• What the task asks: Print out every entry, keeping each line identical to the original.

• Saved data entries:
******************************
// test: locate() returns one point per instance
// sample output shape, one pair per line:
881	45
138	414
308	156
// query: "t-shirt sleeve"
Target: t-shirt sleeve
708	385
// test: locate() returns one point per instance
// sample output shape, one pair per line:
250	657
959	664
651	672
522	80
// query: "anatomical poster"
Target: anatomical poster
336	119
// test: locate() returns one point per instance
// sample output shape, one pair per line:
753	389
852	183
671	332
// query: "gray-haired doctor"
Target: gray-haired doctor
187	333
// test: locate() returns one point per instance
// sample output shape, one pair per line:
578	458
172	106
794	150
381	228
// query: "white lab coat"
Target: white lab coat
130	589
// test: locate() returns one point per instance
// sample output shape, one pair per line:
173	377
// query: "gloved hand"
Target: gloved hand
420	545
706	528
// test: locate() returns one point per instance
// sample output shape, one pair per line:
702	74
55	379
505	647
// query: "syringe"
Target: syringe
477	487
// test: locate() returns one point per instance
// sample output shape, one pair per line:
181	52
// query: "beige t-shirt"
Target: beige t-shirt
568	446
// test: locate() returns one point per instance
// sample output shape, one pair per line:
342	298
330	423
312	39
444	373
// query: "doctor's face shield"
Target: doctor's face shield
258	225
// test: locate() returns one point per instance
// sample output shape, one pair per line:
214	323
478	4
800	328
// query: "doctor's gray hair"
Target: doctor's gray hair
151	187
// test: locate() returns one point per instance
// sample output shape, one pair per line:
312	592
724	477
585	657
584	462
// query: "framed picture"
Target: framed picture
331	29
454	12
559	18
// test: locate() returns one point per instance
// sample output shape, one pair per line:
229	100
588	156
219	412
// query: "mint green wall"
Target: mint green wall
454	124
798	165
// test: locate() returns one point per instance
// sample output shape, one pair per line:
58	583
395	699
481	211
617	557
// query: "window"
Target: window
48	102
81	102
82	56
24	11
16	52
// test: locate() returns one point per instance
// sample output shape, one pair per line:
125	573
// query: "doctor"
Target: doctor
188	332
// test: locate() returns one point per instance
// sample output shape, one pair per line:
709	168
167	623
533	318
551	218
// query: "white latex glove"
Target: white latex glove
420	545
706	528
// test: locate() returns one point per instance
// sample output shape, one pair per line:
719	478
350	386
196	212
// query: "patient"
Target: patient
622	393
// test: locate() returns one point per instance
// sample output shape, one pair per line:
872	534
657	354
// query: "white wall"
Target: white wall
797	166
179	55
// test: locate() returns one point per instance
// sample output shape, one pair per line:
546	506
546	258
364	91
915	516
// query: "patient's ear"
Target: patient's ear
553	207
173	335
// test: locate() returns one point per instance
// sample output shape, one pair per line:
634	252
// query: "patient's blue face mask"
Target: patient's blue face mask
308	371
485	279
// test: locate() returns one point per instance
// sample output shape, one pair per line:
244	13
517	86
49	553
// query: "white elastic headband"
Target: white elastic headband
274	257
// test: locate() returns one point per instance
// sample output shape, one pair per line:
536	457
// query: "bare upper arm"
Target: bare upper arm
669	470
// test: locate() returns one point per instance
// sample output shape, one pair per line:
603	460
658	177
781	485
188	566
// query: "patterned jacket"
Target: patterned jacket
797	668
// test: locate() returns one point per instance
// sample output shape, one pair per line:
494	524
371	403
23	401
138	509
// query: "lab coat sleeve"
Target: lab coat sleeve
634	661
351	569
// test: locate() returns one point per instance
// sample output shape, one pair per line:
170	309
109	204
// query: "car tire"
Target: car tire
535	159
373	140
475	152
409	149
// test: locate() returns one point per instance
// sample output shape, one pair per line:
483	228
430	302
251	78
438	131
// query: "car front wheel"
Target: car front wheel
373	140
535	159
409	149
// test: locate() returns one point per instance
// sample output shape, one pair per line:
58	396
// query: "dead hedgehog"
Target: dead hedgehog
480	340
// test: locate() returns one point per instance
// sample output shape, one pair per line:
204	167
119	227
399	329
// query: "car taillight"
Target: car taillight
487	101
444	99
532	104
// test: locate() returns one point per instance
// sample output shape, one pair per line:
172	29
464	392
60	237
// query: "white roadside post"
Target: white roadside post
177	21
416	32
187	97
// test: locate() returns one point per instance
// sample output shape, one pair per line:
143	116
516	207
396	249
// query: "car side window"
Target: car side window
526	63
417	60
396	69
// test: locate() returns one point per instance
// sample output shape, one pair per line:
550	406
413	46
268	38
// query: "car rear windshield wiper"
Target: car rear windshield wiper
******************************
• Answer space:
// test: locate() returns one point per instance
// sample output shape, one pair per line:
881	45
138	414
308	156
// query: "t-shirt sleeve"
Target: t-shirt sleeve
708	385
// test: locate() returns one point per instance
// sample output shape, one pair per line:
250	657
959	664
651	672
522	80
// query: "anatomical poster"
Target: anatomical poster
336	119
// test: locate() returns one point per instance
// sample output shape, one pair per line:
753	389
852	183
671	332
// query: "gray-haired doctor"
Target: gray-haired doctor
187	333
// test: locate() returns one point per instance
// sample output shape, one pair per line:
578	458
172	106
794	150
381	228
// query: "white lab coat"
Target: white lab coat
130	589
// test: locate() returns one point per instance
// sample output shape, one pair per line:
173	377
// query: "gloved hand"
Target: gloved hand
420	545
706	528
// test: locate() returns one point per instance
// sample output shape, one pair per line:
702	74
55	379
505	647
// query: "syringe"
Target: syringe
477	487
// test: locate() returns one point per instance
// sample output shape, one pair per line:
181	52
// query: "beige t-shirt"
Target: beige t-shirt
568	446
// test: locate() returns one point per instance
// sample output shape, one pair per line:
342	298
330	423
312	39
444	373
// query: "doctor's face shield"
Target: doctor's face shield
258	225
// test: locate() returns one point per instance
// sample output shape, one pair per line:
214	323
478	4
800	328
// query: "doctor's gray hair"
Target: doctor's gray hair
151	187
// test: locate() returns one point per instance
// sample output shape, one pair per line:
312	592
724	477
585	657
584	462
// query: "framed picture"
Target: framed picture
331	29
454	12
559	18
// test: locate() returns one point per instance
// sample output shape, one pair per line:
229	100
588	156
219	412
// query: "mint green wall"
Target: mint green wall
454	124
798	165
// test: locate() returns one point per instance
// sample output shape, one pair per line:
58	583
395	699
481	211
617	557
// query: "window"
Target: window
48	102
81	102
82	56
24	11
16	52
// test: locate() returns one point per instance
// sample output shape, one pair per line:
125	573
// query: "doctor"
Target: doctor
188	332
// test: locate() returns one point per instance
// sample output shape, one pair per line:
709	168
167	623
533	318
551	218
// query: "white latex glove"
Target: white latex glove
420	545
706	528
// test: locate() returns one point per instance
// sample output shape, one pair per line:
719	478
350	386
196	212
// query: "patient"
Target: patient
622	393
// test: locate() returns one point per instance
// sample output shape, one pair per line:
872	534
657	354
// query: "white wall"
Target: white wall
797	166
179	55
// test: locate() returns one point per instance
// sample output shape, one pair per line:
546	506
546	258
364	91
915	516
// query: "patient's ear"
Target: patient's ear
553	207
173	335
// test: locate() returns one point per instance
// sample output shape, one pair per line:
634	252
// query: "patient's blue face mask"
Target: patient's blue face mask
308	371
485	279
// test: locate() returns one point per instance
// sample output shape, one pair per line:
244	13
517	86
49	553
// query: "white elastic headband"
Target: white elastic headband
274	257
// test: locate() returns one point per instance
// sample output shape, one pair per line:
536	457
// query: "bare upper arm"
Target: bare upper arm
669	470
// test: locate() returns one point per instance
// sample output shape, one pair per line:
603	460
658	177
781	485
188	566
// query: "patterned jacket"
Target: patterned jacket
797	668
// test: locate() returns one point per instance
// sample output shape, one pair per line:
494	524
371	403
23	401
138	509
// query: "lab coat sleeve"
Target: lab coat sleeve
634	661
351	569
// test: locate() returns one point per instance
// sample output shape, one pair per line:
170	309
109	204
// query: "car tire"
Target: car tire
535	159
373	140
475	152
409	149
// test: locate() returns one point per instance
// sample output shape, one pair per line:
483	228
430	302
251	78
438	131
// query: "car front wheel"
Target: car front wheel
373	140
535	159
409	149
// test: locate() returns one point per instance
// sample output shape, one pair per line:
58	396
// query: "dead hedgehog"
Target: dead hedgehog
480	340
// test: locate() returns one point per instance
// sample output shape, one pair per line:
204	167
119	227
399	329
// query: "car taillight"
Target: car taillight
487	101
444	99
532	104
// test: locate() returns one point per instance
// sample output shape, one pair per line:
172	29
464	392
60	237
// query: "white roadside post"
Target: white roadside post
177	21
416	32
187	97
// test: locate() returns one point per instance
// sample output shape, one pair per line:
143	116
516	207
396	249
// query: "car side window"
Target: car side window
526	63
417	60
396	69
// test: locate() returns one point per instance
// sample output shape, one pair per line:
550	406
413	46
268	38
// query: "car rear windshield wiper"
Target: car rear windshield wiper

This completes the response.